### Artikel

Posted by : Unknown
Tuesday, February 28, 2017
Ketiga
sumber ajaran ini merupakan satu rangkaian kesatuan dengan urutan yang tidak
boleh dibalik.
AL QUR’AN
Secara etimologis,
al-Qur’an berasal dari kata qara’a, yaqra’u, qiraa’atan atau qur’aanan yang
berarti mengumpulkan (al-jam’u) dan menghimpun (al-dlammu). Huruf-huruf serta
kata-kata dari satu bagian kebagian lain secara teratur dikatakan al-Qur’an
karena ia berisikan intisari dari semua kitabullah dan intisari dari ilmu
pengetahuan. Allah berfirman :
“ Sesungguhnya atas
tanggungan Kamilah mengumpulkannya (dalam dadamu) dan (membuatmu pandai)
membacanya. Apabila kamu telah selesai membacakannya maka ikutilah bacaannya”.
(al Qiyamah [75]:17-18).
Sedangkan menurut para ulama klasik,
al-Qur’an didefinisikan sebagai berikut:
- Al-Qur’an adalah kalamullah yang diturunkan pada Rasulullah dengan bahasa Arab, merupakan mu’jizat dan diriwayatkan secara mutawatir serta membacanya adalah ibadah.
- Adapun pokok-pokok kandungan dalam al-Qur’an antara lain:
- Tauhid, yaitu kepercayaan terhadap ke-Esaan Allah dan semua kepercayaan yang berhubungan dengan-Nya.
- Ibadah, yaitu semua bentuk perbuatan sebagai manifestasi dari kepercayaan ajaran tauhid.
- Janji dan ancaman (al wa’d wal wa’iid), yaitu janji pahala bagi orang yang percaya dan mau mengamalkan isi al-Qur’an dan ancaman siksa bagi orang yang mengingkarinya.

(Cuplikan dataset pelabelan titik)

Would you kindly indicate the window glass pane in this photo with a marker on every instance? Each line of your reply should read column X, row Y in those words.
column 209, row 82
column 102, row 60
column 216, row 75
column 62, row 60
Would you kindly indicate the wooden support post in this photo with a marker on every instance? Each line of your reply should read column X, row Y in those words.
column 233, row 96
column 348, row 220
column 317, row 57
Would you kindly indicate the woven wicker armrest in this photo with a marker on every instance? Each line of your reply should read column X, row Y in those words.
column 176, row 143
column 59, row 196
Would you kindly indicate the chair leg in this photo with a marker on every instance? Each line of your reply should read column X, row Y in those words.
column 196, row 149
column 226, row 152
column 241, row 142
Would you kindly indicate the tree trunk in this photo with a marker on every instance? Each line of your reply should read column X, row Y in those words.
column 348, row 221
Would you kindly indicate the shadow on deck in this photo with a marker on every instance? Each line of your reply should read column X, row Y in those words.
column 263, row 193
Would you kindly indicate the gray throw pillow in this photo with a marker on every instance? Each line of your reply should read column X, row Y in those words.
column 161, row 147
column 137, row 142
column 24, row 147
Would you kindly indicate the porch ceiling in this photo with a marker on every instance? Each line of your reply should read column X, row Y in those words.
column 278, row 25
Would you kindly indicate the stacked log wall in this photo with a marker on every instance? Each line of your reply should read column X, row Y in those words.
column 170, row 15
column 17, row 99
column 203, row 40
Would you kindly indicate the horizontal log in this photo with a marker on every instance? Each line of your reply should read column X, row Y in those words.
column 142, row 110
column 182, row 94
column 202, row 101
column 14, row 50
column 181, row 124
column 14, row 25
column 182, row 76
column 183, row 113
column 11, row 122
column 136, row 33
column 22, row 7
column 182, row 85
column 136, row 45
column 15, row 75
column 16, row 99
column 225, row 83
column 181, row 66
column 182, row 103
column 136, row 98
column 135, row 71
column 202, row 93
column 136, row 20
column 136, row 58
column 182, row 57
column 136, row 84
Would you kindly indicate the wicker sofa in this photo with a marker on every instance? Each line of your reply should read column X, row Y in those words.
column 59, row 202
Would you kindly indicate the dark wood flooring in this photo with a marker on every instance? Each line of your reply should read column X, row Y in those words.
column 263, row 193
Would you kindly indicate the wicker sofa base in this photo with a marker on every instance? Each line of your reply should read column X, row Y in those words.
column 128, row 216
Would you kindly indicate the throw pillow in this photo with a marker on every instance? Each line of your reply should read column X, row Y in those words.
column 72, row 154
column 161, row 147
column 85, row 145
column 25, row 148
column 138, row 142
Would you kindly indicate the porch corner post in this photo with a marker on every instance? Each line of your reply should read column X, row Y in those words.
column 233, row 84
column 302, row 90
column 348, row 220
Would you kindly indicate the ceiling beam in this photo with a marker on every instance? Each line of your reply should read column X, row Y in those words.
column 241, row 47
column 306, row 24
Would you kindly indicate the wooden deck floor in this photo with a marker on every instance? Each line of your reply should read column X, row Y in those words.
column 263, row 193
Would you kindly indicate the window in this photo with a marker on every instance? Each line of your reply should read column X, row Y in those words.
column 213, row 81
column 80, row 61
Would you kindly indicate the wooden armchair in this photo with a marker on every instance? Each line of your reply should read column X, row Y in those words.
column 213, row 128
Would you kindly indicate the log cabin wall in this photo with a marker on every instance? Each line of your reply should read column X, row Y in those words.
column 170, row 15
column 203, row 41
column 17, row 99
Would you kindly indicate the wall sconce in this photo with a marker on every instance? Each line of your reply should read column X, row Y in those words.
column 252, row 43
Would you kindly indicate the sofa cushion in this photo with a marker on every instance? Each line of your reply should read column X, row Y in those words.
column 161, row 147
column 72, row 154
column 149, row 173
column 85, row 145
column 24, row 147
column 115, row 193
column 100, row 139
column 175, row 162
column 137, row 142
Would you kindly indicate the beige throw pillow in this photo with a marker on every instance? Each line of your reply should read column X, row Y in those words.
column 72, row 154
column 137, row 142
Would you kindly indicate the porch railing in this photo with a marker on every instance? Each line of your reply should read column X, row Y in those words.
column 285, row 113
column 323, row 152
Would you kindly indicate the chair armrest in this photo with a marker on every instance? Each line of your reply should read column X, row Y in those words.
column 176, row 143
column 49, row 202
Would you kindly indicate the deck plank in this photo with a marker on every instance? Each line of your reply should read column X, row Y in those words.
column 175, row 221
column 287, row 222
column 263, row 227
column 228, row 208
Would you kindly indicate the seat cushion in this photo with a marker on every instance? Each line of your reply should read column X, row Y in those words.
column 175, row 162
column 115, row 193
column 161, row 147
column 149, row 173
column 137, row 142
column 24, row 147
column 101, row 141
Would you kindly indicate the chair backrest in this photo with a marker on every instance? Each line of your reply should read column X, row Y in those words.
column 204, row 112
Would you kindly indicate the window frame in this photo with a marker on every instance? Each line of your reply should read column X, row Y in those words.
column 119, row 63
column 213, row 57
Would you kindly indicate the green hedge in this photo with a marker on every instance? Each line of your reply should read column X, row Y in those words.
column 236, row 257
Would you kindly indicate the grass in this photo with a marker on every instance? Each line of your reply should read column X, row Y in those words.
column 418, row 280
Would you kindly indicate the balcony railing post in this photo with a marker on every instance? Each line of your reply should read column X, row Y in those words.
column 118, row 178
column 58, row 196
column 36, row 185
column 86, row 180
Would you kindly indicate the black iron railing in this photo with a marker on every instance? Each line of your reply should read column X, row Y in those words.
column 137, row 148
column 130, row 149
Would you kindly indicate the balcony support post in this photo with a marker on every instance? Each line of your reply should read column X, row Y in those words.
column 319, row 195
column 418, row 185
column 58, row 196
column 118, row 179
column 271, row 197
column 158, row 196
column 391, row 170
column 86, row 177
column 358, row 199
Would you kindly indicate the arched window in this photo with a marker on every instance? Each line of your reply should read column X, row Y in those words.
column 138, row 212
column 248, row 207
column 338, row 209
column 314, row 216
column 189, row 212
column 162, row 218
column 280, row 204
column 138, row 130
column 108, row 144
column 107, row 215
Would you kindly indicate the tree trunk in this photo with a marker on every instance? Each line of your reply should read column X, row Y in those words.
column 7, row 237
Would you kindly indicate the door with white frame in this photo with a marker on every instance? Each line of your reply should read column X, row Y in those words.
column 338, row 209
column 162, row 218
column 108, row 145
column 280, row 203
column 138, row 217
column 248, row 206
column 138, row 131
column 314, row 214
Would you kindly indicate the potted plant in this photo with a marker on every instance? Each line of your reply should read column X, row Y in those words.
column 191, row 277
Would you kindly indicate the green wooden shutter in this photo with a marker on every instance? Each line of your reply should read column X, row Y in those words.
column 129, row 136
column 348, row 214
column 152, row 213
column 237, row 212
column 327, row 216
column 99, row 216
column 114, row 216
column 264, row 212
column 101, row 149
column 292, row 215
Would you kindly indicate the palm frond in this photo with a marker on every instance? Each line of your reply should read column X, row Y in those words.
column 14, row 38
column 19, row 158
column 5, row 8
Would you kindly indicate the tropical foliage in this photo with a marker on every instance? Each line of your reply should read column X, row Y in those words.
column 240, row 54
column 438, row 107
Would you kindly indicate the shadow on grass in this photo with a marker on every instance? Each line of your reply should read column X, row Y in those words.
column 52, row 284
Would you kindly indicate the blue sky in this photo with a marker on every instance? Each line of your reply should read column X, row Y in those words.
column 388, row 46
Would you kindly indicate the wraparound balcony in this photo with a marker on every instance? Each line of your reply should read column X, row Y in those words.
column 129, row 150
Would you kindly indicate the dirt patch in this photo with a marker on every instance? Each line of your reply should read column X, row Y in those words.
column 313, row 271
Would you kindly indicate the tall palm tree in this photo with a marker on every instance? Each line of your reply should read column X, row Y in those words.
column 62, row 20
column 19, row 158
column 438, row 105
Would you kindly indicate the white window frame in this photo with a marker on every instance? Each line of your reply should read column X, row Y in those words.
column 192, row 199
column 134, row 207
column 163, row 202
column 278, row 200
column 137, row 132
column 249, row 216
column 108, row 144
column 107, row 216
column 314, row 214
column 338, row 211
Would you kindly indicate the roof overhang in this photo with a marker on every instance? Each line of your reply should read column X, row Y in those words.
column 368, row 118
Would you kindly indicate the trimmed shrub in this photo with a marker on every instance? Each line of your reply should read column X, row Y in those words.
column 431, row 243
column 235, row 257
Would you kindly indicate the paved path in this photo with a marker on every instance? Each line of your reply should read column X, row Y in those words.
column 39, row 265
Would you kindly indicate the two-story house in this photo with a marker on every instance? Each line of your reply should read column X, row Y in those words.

### Soal 1
Tuliskan ulang dengan tepat bagian artikel tentang al-Qur'an, mulai dari "Sedangkan menurut para" dan berakhir pada "membacanya adalah ibadah.".
### Soal 2
Jawablah pertanyaan berikut berdasarkan artikel tentang al-Qur'an.
(a) Apa dua arti kata asal al-Qur'an menurut artikel itu?
(b) Dari surah dan ayat berapa firman Allah yang dikutip dalam artikel itu?
(c) Apa yang dimaksud dengan tauhid menurut artikel itu?

### Keluaran yang Diharapkan 1
Sedangkan menurut para ulama klasik,
al-Qur’an didefinisikan sebagai berikut:
- Al-Qur’an adalah kalamullah yang diturunkan pada Rasulullah dengan bahasa Arab, merupakan mu’jizat dan diriwayatkan secara mutawatir serta membacanya adalah ibadah.

### Keluaran yang Diharapkan 2
(a) Mengumpulkan (al-jam'u) dan menghimpun (al-dlammu).
(b) Dari surah al-Qiyamah [75] ayat 17-18.
(c) Tauhid adalah kepercayaan terhadap ke-Esaan Allah dan semua kepercayaan yang berhubungan dengan-Nya.